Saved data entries
============================================================

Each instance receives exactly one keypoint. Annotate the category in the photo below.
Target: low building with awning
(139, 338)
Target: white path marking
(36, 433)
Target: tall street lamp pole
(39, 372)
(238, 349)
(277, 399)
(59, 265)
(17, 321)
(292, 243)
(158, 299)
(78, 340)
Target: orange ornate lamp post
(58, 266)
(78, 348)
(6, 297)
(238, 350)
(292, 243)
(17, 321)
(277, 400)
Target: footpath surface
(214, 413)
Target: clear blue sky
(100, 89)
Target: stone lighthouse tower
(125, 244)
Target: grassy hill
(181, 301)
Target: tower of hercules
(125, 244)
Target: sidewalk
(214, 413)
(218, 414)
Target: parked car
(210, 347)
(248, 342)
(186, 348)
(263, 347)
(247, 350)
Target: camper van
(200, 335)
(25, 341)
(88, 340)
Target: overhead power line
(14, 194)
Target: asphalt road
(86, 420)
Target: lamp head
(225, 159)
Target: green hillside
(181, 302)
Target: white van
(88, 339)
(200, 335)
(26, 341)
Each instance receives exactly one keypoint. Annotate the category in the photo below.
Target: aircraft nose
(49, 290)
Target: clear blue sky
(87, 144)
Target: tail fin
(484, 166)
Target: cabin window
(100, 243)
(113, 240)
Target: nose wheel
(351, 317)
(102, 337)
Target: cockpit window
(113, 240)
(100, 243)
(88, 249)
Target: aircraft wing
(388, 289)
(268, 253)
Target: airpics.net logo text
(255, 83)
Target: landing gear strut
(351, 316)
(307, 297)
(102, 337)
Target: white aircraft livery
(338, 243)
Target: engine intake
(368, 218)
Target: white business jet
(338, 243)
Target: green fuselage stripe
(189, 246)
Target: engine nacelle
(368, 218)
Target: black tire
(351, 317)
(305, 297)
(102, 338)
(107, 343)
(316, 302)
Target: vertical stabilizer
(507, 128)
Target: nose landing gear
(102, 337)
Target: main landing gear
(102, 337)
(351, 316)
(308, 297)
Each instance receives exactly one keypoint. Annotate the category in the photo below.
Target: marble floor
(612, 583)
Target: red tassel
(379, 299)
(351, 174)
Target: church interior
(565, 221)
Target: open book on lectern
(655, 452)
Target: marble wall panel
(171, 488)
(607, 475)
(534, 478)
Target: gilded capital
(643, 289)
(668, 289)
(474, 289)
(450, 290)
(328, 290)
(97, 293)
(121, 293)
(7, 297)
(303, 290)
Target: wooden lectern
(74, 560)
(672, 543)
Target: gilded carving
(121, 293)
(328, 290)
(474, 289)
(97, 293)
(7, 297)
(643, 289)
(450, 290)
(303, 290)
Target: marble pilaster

============================================================

Instructions for the task:
Reproduce every one of the saved data entries above verbatim, from the first line to the last.

Task answer:
Each instance receives exactly one keypoint. Annotate the category in the photo below.
Target: low building with awning
(139, 338)
Target: white path marking
(36, 433)
Target: tall street lamp pole
(39, 372)
(238, 349)
(277, 399)
(59, 265)
(17, 321)
(292, 243)
(158, 299)
(78, 340)
Target: orange ornate lamp post
(58, 266)
(78, 348)
(6, 297)
(238, 350)
(292, 243)
(17, 321)
(277, 400)
Target: footpath surface
(214, 413)
Target: clear blue sky
(100, 89)
Target: stone lighthouse tower
(125, 244)
Target: grassy hill
(181, 301)
Target: tower of hercules
(125, 244)
Target: sidewalk
(214, 413)
(218, 414)
Target: parked car
(210, 347)
(248, 342)
(186, 348)
(263, 347)
(247, 350)
Target: camper van
(200, 335)
(25, 341)
(88, 340)
Target: overhead power line
(14, 194)
Target: asphalt road
(86, 420)
Target: lamp head
(225, 159)
Target: green hillside
(181, 302)
Target: white van
(88, 339)
(200, 335)
(26, 341)
Each instance receives exactly one keypoint. Annotate the category in the photo below.
Target: aircraft nose
(49, 290)
Target: clear blue sky
(87, 144)
Target: tail fin
(484, 166)
Target: cabin window
(100, 243)
(113, 240)
Target: nose wheel
(351, 317)
(102, 337)
Target: cockpit window
(113, 240)
(100, 243)
(88, 249)
Target: aircraft wing
(388, 289)
(268, 253)
Target: airpics.net logo text
(255, 83)
Target: landing gear strut
(351, 316)
(307, 297)
(102, 337)
Target: white aircraft livery
(338, 243)
Target: engine intake
(368, 218)
Target: white business jet
(338, 243)
Target: green fuselage stripe
(189, 246)
Target: engine nacelle
(368, 218)
Target: black tire
(351, 317)
(305, 297)
(102, 338)
(107, 343)
(316, 302)
Target: vertical stabilizer
(507, 128)
Target: nose landing gear
(102, 337)
Target: main landing gear
(102, 337)
(351, 316)
(308, 297)
Each instance receives exactly one keypoint. Annotate the category in the photo below.
Target: marble floor
(612, 583)
Target: red tassel
(379, 299)
(351, 174)
Target: church interior
(565, 221)
Target: open book on lectern
(655, 452)
Target: marble wall panel
(171, 488)
(607, 475)
(534, 478)
Target: gilded capital
(643, 289)
(668, 289)
(474, 289)
(450, 290)
(328, 290)
(97, 293)
(121, 293)
(7, 297)
(303, 290)
Target: wooden lectern
(74, 560)
(672, 543)
Target: gilded carving
(121, 293)
(328, 290)
(474, 289)
(97, 293)
(7, 297)
(643, 289)
(450, 290)
(303, 290)
Target: marble pilaster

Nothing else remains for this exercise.